START DATA FOR REVIEW

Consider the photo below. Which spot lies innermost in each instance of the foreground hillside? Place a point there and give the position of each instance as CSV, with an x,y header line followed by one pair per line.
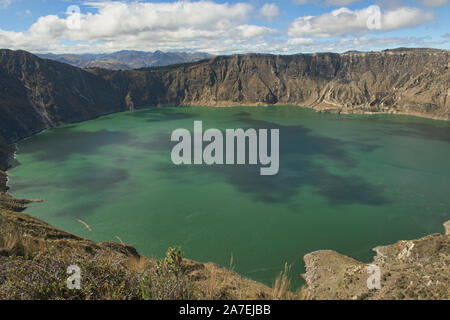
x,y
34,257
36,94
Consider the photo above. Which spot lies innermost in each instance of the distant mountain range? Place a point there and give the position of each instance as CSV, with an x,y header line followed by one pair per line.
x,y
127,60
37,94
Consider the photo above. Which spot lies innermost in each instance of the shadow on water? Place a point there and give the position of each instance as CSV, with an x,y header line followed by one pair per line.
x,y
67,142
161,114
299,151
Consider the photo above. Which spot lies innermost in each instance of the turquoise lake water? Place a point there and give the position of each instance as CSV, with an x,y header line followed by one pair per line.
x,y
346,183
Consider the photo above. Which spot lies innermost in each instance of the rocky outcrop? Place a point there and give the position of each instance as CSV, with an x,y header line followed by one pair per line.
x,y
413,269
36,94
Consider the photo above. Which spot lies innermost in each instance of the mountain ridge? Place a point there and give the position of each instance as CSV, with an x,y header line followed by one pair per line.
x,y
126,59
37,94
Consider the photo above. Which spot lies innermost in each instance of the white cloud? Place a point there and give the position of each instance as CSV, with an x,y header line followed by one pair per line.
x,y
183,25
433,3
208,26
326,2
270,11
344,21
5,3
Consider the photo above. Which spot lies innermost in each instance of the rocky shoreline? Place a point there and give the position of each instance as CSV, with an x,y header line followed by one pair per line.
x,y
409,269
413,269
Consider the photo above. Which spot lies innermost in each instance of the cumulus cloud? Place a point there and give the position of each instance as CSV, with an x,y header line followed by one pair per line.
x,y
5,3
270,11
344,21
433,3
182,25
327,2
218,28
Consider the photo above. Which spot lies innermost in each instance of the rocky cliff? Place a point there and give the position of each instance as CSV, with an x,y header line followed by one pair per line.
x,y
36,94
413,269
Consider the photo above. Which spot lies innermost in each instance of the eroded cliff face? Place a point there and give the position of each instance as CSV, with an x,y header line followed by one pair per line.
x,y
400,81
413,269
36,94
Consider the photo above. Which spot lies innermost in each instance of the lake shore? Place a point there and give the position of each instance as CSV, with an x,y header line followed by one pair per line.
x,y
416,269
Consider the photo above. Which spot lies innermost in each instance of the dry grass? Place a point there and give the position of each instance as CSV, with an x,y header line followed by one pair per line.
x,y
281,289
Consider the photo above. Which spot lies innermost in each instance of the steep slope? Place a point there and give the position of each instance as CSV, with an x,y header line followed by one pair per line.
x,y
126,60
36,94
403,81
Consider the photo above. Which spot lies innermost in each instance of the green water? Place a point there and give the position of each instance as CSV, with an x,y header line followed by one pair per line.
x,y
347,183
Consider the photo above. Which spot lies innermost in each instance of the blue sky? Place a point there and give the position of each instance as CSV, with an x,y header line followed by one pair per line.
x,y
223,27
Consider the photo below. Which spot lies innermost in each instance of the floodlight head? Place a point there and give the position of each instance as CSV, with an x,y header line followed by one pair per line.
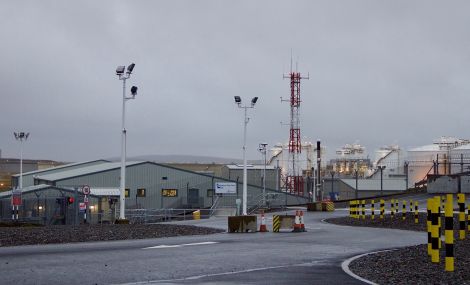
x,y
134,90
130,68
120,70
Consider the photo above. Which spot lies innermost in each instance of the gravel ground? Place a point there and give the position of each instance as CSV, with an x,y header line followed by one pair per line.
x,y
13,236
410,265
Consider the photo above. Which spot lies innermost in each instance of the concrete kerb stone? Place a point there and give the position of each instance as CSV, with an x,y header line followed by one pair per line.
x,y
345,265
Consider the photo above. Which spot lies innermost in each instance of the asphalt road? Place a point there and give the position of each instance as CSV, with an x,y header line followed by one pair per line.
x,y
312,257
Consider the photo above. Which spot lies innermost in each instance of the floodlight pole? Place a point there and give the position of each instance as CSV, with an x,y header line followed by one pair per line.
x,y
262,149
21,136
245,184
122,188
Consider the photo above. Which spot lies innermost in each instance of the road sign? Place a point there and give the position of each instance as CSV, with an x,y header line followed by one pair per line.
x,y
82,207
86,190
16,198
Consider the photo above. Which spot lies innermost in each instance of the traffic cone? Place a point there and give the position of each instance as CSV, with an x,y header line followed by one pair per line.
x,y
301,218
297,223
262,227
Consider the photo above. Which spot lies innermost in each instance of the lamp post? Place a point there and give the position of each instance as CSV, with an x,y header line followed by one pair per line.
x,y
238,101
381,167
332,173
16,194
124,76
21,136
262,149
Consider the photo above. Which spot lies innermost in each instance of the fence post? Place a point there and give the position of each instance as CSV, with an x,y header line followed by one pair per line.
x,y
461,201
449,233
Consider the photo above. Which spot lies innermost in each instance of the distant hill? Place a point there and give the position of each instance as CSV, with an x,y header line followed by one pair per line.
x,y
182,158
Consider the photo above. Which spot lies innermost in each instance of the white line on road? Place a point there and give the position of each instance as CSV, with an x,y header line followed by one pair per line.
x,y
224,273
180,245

END DATA FOR REVIEW

• **WHAT IS BEING ASKED**
Transcribe all data precisely. Pictures are not copied.

• **PROBLEM SOLUTION**
Consider the photo below. Which spot lies innermost in each instance of the foreground hillside? Place a point there and give the position of each instance as CSV, with an x,y header line followed by one pair per line.
x,y
34,257
36,94
Consider the photo above. Which spot lies innermost in each instance of the distant mountain range? Place a point there and give the position of each instance as CSV, with an x,y header line followed by one pair per line.
x,y
127,60
37,94
Consider the photo above. Which spot lies innermost in each instance of the shadow on water? Place a point there and give the position of each instance as CSV, with an x,y header line followed by one pair per line.
x,y
67,142
161,114
299,151
Consider the photo above. Which spot lies innermost in each instance of the turquoise lake water? Place a point there and give the position of each instance as CSV, with an x,y header line followed by one pair per line.
x,y
346,183
Consider the photo above. Which spot lies innermost in each instance of the rocky outcrop? Place a point there and give the position of each instance as CSV, with an x,y header line followed by one pair per line.
x,y
413,269
36,94
Consider the photo above. Which spot lies innermost in each instance of the mountain ridge? Place a point there and give the position of each instance as CSV, with an x,y header line followed by one pair per line.
x,y
126,59
37,94
Consider the photo above. Which spot lies innermost in each instance of the white cloud? Place a point there and give the position of each instance as CSV, with an x,y header line followed by one pair per line.
x,y
183,25
433,3
208,26
326,2
270,11
344,21
5,3
Consider the photo above. Which spot lies innermost in each instance of the rocky shoreline? Place a point there and give the position of each instance as CSV, with an x,y header line followed by one pair per line.
x,y
409,269
413,269
Consider the photo above. Which spot lies innermost in each instance of the cumulus cloud? Place a point there and give the position of each instance as CSV, with an x,y header line followed by one pair per line.
x,y
5,3
270,11
344,21
433,3
182,25
327,2
218,28
Consider the photo above. Which spot lies innermost in each instance of the rocky cliff? Place a point there and give the position of each instance as CSV, with an x,y header line followed by one pair per line.
x,y
36,94
413,269
Consider the photo above. Which spot lies innermost in each instance of the eroded cliff face? Place a point there and give the position of each instance as CSV, with an x,y header line followed by one pair per line.
x,y
400,81
413,269
36,94
Consider the photo above. Which spot lies innermost in each instance of the lake shore? Place a point there and give the position of each instance as CSV, with an x,y header line followed by one pair per line.
x,y
416,269
Consider the photo above. Which spot lies innermost in each instance of the dry grass? Place a point there and give the position of each instance as CSV, with an x,y header line followed by one pair per line.
x,y
281,289
Consider the photo above. Which spot lies innermost in each instance of the steep slope? Place a point there and give the position of each instance as CSV, with an x,y header line followed by one pair per line.
x,y
126,60
36,94
403,81
Consider the photo above. Which spot lies innermost in each instance of the green water? Place a point there and give the position of each instance as CSV, with an x,y header line followed by one pair per line.
x,y
347,183
Consider the photo above. Which spot lies innermost in each instance of the blue sky? Place a point there and give the position of each instance as CSV, with an x,y header line followed by one pair per line.
x,y
223,27
Consider the photo below. Which spot lies innermost in each instance of the floodlight head? Place a point there and give the position of each instance as CSV, with an x,y header line followed by one pair per line.
x,y
134,90
130,68
120,70
Consider the photo above. Which spot lies innermost in each instance of the gravel ground? Place a point there and give the position of each instance as CSV, with an x,y header line followed by one pair per line.
x,y
13,236
410,265
Consider the photo above. Which spot lies innermost in each instance of the concrete kerb stone? Place a point there and give the position of each instance as CSV, with an x,y header line followed by one pair per line.
x,y
345,265
Consider the photo above. Which spot lies innermost in each instance of the asphalt road? Place a point there and give the position of each instance as CSV, with an x,y header line followed by one pair per line.
x,y
312,257
Consider the photo above. Which spot lies innermost in each instance of the floodlight pole? Place a point there and give the position of each instance as CSV, with an x,y header line followed by one pair per line.
x,y
262,149
21,136
245,184
122,188
Consider the photo above. Which spot lies innermost in each instance of the road sign? Place a point there and give the position of each instance as CSV, with an x,y header line followed by one pair per line.
x,y
82,207
86,190
16,198
Consider the photo above. Which spot lies innermost in each instance of the traffic cone? Place a point there and give the position of each instance as CSV, with an x,y header line followed by one pair per line.
x,y
301,218
297,223
262,227
Consider the photo above. Which spot lies innermost in each instance of the lamp post? Place a point there and give the position of each instance as CSV, with an x,y header line followed by one pair per line.
x,y
238,101
381,167
332,173
16,194
124,76
21,136
262,149
Consider the photo above. Which spot lies innermost in each instance of the fence post? Place a point there and give the position of each instance as CSV, with an x,y header line followed by one pair per line.
x,y
461,201
449,233
Consider the photo above. Which spot lies innermost in each instance of the distant hill? Place a point there and give the position of each instance as CSV, with an x,y header line followed by one pair per line.
x,y
182,158
Consider the photo above. Which spot lies innermost in each instance of the white line on road? Place a point there and give the position of each instance as CSV, with an x,y header line followed by one pair per line.
x,y
224,273
180,245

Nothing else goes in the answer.